KOMPAS.com – Deputi Pemenuhan Hak dan Perlindungan Anak Marwan Syaukani mengajak pemerintah dan masyarakat agar lebih memperhatikan hak penyandang disabilitas.
Marwan mengatakan itu dalam "Rapat Koordinasi dari Solo untuk Indonesia Menuju Masyarakat Inklusi Melalui Pendidikan Inklusi Transisi" yang dilaksanakan di Hotel Alila, Solo, Rabu (26/9/2018).
Dalam paparannya, Marwan mengatakan, perhatian terhadap anak berkebutuhan khusus (ABK) di Indonesia masih rendah. Berdasarkan data tahun 2016 jumlah anak penyandang disabilitas mencapai 12,5 persen.
Dari jumlah itu, sebesar 10,8 persen masih bisa dididik, tetapi 1,7 persen lainnya tidak bisa dilatih atau dididik. Hal inilah yang kemudian menjadi perhatian pemerintah.
Untuk itu, rapat koordinasi ini merupakan upaya pemenuhan hak pendidikan bagi ABK dan anak penyandang disabilitas yang masih menemui berbagai masalah, seperti penolakan di sekolah umum maupun sekolah inklusi.
Ada banyak faktor yang melatarbelakangi penolakan ABK dan anak penyandang disabilitas. Diantaranya adalah tenaga kependidikan yang belum ramah anak, kurangnya guru pendamping, biaya penyediaan guru pendamping yang mahal, rentannya perundungan bagi anak penyandang disabilitas dan masih banyak lagi.

**DAFTAR ITEM**

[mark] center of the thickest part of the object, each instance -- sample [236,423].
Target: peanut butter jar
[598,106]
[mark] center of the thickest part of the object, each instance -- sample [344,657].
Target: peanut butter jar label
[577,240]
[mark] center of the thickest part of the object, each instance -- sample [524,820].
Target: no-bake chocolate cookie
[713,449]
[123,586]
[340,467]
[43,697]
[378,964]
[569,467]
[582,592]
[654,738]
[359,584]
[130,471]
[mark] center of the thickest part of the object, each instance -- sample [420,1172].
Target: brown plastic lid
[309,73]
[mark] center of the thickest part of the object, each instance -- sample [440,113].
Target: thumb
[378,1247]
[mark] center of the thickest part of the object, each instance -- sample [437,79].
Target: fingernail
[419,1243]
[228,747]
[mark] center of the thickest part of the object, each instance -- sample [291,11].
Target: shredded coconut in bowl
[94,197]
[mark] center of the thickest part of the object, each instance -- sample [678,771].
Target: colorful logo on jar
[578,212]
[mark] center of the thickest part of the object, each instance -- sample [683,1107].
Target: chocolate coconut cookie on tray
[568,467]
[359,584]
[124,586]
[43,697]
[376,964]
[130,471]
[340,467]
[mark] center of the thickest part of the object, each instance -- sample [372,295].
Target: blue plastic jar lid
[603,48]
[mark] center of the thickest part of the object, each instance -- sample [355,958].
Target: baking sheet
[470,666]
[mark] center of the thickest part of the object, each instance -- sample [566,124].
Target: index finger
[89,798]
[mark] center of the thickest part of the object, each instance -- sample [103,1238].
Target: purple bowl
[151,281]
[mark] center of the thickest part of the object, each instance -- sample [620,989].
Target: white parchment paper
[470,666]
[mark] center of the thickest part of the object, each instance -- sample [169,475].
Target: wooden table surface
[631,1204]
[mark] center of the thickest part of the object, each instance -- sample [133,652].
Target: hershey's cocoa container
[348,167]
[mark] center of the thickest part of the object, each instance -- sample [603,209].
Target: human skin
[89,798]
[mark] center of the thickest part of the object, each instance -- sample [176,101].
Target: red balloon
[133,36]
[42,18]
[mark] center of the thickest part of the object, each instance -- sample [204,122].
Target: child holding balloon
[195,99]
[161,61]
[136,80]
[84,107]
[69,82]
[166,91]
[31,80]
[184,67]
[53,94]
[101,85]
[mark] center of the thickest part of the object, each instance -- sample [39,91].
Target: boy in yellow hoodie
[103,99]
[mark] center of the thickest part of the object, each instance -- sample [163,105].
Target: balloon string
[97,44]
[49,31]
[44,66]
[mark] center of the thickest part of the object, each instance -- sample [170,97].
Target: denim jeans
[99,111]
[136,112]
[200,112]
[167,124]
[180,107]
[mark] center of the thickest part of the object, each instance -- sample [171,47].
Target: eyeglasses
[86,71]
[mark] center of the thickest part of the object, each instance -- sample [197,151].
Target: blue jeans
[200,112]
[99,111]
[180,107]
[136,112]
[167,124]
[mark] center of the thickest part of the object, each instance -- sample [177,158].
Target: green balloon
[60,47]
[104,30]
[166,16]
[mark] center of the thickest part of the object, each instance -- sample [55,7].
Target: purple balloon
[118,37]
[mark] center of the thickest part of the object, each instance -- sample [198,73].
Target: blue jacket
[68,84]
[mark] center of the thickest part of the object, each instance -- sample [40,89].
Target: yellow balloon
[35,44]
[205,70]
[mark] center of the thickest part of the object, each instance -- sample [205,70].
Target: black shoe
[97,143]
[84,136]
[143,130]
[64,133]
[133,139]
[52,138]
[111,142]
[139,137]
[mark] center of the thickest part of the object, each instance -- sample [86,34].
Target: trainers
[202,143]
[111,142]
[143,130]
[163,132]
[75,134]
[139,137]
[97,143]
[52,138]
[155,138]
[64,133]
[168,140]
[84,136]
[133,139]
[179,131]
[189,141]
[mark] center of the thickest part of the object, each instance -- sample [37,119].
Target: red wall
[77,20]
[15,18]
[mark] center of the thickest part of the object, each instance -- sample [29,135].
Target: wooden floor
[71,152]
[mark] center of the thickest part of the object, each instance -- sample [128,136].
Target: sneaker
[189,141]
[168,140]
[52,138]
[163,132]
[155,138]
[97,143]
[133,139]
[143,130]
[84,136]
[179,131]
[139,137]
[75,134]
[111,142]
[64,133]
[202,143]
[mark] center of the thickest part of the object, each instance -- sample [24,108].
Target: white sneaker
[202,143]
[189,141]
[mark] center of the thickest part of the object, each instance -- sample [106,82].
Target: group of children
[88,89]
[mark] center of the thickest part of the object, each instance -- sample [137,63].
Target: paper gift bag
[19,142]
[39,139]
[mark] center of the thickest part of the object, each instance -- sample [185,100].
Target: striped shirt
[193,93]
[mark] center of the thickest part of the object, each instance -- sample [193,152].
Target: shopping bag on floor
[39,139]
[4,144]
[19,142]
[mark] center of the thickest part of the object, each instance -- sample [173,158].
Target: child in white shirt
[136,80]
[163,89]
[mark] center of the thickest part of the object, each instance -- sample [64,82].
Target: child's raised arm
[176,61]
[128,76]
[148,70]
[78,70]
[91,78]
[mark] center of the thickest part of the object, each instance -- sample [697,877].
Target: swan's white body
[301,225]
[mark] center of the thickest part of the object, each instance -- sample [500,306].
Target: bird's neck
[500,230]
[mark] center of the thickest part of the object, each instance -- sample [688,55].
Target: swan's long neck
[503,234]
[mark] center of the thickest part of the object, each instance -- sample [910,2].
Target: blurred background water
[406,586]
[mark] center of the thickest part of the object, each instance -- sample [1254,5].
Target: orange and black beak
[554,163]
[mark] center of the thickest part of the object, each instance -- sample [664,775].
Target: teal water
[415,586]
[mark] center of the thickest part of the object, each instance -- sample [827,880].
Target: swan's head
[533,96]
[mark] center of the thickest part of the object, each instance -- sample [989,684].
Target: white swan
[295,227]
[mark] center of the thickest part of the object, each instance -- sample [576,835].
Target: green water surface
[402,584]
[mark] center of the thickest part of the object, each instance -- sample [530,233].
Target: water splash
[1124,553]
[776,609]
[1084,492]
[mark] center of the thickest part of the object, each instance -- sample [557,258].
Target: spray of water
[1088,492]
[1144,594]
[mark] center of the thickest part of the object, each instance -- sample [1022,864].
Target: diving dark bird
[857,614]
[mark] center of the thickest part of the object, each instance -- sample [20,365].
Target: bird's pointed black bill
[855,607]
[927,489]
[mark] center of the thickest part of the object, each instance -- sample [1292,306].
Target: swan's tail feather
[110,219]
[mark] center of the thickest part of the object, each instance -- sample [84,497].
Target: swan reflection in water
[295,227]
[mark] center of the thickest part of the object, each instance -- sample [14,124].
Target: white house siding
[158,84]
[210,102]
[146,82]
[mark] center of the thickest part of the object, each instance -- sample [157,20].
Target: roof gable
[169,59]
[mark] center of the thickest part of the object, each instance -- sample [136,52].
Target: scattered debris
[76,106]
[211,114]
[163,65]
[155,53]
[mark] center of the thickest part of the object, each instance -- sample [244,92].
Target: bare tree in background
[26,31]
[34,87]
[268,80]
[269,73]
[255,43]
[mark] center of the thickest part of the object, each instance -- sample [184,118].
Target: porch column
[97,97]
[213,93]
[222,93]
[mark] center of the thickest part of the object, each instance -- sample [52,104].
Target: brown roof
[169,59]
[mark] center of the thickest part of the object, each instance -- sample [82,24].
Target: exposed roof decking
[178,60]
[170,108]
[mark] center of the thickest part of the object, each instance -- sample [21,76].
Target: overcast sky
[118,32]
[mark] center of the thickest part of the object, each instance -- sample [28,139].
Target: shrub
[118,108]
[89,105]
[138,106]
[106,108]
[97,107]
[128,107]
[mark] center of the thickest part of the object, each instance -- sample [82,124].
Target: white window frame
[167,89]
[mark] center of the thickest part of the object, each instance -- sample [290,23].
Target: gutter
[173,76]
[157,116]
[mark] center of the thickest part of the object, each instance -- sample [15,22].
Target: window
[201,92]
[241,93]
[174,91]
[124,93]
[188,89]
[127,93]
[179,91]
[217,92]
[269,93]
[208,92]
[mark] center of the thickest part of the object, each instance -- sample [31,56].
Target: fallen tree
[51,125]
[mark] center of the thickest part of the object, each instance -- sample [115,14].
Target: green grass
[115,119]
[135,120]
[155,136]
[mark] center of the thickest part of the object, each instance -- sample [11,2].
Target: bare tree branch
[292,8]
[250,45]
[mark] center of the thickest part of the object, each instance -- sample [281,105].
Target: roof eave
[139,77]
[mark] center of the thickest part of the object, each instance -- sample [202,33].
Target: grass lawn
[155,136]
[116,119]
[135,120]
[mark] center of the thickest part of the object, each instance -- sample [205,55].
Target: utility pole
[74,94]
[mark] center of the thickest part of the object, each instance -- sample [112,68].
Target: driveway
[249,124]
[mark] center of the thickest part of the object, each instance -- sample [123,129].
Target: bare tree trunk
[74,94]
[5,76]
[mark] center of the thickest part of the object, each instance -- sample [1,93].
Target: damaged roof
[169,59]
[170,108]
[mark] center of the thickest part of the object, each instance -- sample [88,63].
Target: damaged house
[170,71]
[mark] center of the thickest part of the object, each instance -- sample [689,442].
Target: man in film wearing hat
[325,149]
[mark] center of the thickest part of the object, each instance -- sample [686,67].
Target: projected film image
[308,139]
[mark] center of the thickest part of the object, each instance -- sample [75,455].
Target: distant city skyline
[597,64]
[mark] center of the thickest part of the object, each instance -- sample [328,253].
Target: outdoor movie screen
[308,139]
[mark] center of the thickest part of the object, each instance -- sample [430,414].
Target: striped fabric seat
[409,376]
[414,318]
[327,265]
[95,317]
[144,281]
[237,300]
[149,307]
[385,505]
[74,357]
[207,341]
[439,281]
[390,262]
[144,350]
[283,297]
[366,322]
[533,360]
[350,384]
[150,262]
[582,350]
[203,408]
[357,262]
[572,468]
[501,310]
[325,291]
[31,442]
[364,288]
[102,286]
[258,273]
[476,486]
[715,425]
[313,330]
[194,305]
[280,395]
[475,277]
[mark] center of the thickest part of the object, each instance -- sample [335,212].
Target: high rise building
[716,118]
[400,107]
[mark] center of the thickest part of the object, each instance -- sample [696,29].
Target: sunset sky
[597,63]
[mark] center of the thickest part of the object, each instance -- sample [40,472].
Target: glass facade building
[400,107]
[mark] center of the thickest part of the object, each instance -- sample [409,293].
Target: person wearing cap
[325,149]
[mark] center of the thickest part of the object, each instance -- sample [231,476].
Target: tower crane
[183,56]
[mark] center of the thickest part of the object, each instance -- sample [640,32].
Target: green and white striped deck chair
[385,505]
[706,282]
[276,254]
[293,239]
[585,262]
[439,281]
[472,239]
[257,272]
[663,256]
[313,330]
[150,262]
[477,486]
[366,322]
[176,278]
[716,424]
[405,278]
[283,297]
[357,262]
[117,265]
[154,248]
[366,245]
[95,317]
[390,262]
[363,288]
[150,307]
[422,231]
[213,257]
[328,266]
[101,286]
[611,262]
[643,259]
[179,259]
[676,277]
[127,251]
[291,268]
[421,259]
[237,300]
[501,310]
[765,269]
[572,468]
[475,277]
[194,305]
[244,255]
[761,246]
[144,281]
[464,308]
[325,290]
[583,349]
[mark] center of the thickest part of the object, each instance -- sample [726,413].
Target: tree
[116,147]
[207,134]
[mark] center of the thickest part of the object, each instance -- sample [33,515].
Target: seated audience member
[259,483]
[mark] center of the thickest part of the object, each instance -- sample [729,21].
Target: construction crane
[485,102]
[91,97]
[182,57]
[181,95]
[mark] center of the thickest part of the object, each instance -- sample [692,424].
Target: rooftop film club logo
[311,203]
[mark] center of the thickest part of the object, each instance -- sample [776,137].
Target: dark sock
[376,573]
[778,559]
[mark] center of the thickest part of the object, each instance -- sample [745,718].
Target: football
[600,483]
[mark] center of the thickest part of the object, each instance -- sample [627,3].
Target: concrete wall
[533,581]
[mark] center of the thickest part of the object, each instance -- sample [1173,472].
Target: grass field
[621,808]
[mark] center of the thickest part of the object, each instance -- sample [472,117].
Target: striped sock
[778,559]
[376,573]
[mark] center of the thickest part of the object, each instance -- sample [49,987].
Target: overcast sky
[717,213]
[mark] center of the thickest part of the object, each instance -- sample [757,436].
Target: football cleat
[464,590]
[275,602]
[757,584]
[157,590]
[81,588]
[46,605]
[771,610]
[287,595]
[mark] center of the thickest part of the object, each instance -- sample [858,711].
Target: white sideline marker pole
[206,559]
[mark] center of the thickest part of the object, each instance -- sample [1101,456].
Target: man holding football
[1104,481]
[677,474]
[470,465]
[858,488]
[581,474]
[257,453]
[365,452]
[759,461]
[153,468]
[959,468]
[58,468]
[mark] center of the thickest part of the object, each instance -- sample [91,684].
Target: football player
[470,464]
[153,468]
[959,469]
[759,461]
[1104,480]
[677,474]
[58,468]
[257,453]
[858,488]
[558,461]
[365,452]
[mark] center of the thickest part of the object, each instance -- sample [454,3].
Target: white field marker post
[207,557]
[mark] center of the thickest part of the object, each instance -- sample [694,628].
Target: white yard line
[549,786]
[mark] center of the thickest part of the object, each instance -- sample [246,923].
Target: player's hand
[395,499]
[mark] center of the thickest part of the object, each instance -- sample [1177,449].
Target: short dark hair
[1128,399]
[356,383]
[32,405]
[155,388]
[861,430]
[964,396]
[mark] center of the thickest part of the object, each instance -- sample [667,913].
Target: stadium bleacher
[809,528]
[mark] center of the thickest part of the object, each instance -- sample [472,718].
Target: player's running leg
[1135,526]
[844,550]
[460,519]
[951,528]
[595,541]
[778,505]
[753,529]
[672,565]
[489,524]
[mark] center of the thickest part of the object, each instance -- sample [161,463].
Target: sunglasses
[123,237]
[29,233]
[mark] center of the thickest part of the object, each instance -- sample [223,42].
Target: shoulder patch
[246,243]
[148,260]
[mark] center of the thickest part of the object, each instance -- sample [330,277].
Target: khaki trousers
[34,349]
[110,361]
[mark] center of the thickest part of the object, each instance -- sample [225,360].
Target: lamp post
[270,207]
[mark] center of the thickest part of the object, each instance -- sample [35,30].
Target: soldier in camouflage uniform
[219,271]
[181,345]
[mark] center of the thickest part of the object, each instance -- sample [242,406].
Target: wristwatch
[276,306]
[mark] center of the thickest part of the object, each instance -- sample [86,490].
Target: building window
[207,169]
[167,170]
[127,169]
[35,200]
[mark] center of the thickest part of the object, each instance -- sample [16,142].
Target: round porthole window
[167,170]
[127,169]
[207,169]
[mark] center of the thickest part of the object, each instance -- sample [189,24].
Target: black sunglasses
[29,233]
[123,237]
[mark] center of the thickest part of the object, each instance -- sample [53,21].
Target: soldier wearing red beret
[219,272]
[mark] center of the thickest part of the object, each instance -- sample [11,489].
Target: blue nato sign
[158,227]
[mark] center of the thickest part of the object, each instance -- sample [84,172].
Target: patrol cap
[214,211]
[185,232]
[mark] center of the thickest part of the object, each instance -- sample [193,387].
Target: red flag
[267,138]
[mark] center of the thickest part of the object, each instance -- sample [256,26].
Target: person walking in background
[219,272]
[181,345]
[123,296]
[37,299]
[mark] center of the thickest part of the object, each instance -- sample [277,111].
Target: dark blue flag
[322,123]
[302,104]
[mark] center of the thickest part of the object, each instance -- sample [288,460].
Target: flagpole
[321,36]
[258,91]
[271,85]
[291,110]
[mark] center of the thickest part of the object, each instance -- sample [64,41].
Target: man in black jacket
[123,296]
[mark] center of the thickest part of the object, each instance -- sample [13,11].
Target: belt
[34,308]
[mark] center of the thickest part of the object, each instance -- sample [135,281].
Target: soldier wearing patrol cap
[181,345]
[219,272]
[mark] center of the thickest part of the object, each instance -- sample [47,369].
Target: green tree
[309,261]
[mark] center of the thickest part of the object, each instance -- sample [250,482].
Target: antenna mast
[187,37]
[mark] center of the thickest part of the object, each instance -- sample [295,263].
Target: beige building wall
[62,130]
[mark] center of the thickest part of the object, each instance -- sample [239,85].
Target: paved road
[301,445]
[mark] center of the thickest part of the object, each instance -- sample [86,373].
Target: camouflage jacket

**INSTRUKSI TUGAS**
Ulangi seluruh teks tentang hak pendidikan anak penyandang disabilitas persis seperti aslinya, tanpa perubahan apa pun. Item-item di atas tidak diperlukan di sini.

**JAWABAN SOAL**
KOMPAS.com – Deputi Pemenuhan Hak dan Perlindungan Anak Marwan Syaukani mengajak pemerintah dan masyarakat agar lebih memperhatikan hak penyandang disabilitas.
Marwan mengatakan itu dalam "Rapat Koordinasi dari Solo untuk Indonesia Menuju Masyarakat Inklusi Melalui Pendidikan Inklusi Transisi" yang dilaksanakan di Hotel Alila, Solo, Rabu (26/9/2018).
Dalam paparannya, Marwan mengatakan, perhatian terhadap anak berkebutuhan khusus (ABK) di Indonesia masih rendah. Berdasarkan data tahun 2016 jumlah anak penyandang disabilitas mencapai 12,5 persen.
Dari jumlah itu, sebesar 10,8 persen masih bisa dididik, tetapi 1,7 persen lainnya tidak bisa dilatih atau dididik. Hal inilah yang kemudian menjadi perhatian pemerintah.
Untuk itu, rapat koordinasi ini merupakan upaya pemenuhan hak pendidikan bagi ABK dan anak penyandang disabilitas yang masih menemui berbagai masalah, seperti penolakan di sekolah umum maupun sekolah inklusi.
Ada banyak faktor yang melatarbelakangi penolakan ABK dan anak penyandang disabilitas. Diantaranya adalah tenaga kependidikan yang belum ramah anak, kurangnya guru pendamping, biaya penyediaan guru pendamping yang mahal, rentannya perundungan bagi anak penyandang disabilitas dan masih banyak lagi.